=== REQUIRED TASK ===
Locate every line in the listing below that contains the word "sail" and copy each of those lines in full.

* BEGIN EXERCISE INPUTS *

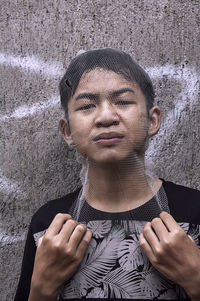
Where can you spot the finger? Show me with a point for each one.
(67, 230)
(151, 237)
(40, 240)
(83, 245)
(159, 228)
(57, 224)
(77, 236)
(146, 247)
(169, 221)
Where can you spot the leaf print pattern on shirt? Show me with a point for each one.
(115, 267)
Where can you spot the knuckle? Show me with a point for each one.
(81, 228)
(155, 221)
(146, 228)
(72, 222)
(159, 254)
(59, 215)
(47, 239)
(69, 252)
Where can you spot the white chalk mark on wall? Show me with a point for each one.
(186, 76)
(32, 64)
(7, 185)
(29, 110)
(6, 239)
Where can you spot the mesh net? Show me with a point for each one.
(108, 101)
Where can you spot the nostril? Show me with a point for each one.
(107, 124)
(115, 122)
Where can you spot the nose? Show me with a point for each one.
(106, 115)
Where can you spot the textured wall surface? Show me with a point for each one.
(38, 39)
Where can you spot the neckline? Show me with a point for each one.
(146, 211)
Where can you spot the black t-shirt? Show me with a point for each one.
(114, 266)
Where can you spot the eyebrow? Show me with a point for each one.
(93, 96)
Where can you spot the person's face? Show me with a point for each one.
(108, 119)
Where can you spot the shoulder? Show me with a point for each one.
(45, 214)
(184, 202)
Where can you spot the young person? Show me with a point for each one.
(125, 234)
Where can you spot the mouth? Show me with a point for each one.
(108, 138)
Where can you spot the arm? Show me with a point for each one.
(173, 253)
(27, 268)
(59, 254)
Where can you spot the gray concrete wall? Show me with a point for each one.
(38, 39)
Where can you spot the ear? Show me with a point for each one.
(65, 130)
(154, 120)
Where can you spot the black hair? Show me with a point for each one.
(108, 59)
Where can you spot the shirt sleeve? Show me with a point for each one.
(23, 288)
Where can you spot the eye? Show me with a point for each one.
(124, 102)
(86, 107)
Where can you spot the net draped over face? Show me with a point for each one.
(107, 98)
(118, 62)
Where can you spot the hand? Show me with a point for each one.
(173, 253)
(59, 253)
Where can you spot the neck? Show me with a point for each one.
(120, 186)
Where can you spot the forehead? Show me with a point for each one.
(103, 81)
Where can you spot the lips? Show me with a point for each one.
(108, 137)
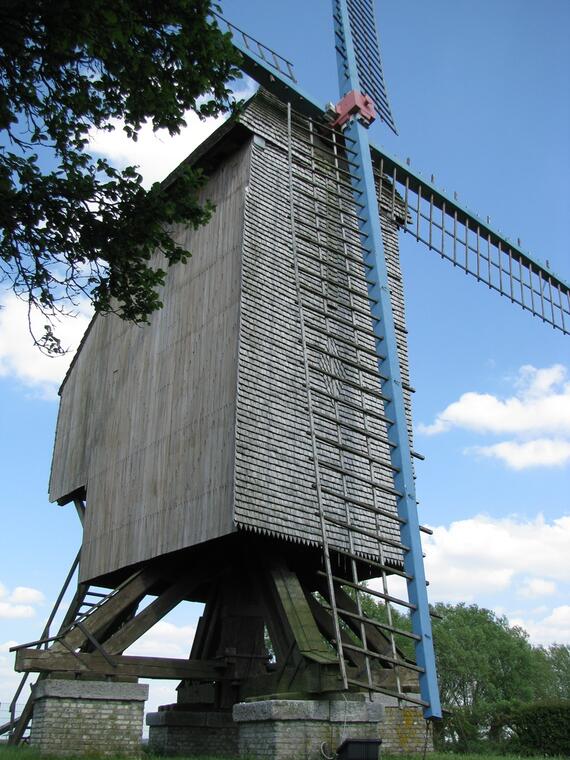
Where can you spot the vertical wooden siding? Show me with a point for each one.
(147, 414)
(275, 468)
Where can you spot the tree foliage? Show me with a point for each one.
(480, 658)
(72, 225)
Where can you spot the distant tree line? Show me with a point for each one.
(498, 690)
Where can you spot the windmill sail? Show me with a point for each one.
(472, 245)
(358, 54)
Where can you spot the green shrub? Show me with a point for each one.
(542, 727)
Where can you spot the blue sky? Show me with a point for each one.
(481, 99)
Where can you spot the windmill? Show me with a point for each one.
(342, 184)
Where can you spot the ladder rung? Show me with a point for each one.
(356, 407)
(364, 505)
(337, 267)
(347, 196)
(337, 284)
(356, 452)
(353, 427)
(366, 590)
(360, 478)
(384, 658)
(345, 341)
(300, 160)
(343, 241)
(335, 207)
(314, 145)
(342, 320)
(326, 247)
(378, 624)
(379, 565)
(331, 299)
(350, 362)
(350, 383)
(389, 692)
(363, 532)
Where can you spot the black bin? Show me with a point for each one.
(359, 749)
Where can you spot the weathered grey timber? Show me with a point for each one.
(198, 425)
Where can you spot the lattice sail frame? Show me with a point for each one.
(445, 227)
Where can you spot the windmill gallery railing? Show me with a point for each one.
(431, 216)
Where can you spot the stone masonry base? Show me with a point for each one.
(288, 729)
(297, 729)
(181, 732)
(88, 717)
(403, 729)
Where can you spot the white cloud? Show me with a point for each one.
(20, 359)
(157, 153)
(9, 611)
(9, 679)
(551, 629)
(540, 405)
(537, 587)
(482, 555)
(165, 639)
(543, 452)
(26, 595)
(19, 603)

* END EXERCISE INPUTS *
* BEGIN EXERCISE INPUTS *

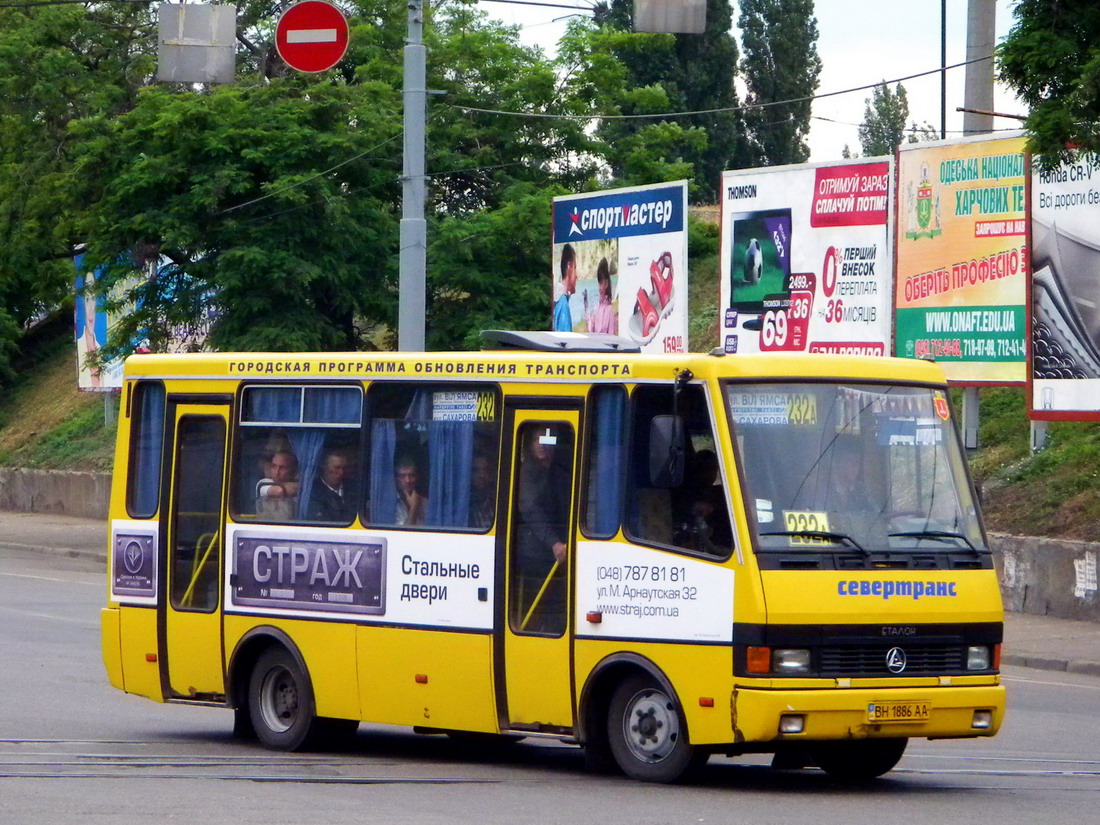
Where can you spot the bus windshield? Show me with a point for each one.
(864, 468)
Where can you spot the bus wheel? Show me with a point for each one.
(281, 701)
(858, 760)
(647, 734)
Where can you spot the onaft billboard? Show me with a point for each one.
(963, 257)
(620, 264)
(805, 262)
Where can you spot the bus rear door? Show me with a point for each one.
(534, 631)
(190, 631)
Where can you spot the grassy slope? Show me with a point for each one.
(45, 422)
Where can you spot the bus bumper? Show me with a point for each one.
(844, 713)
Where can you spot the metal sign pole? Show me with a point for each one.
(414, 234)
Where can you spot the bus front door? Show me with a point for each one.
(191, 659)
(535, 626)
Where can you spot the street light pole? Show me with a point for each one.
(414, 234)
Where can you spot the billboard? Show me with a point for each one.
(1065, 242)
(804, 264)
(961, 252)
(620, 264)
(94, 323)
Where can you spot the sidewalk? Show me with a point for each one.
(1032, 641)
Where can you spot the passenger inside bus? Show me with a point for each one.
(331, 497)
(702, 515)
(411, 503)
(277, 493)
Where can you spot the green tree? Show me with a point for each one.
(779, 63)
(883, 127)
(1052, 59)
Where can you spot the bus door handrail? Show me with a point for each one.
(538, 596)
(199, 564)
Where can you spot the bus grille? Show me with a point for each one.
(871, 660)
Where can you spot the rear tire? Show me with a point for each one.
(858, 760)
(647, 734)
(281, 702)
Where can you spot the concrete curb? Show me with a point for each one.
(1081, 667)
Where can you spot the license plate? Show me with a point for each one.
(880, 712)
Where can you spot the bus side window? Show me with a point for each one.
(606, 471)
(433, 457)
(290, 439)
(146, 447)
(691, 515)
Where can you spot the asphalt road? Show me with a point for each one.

* END EXERCISE INPUTS *

=== THE COMPLETED TASK ===
Where can you spot the windmill sail? Show me with a point for each one.
Where can you spot the lattice sail frame? Show me with a point for each one.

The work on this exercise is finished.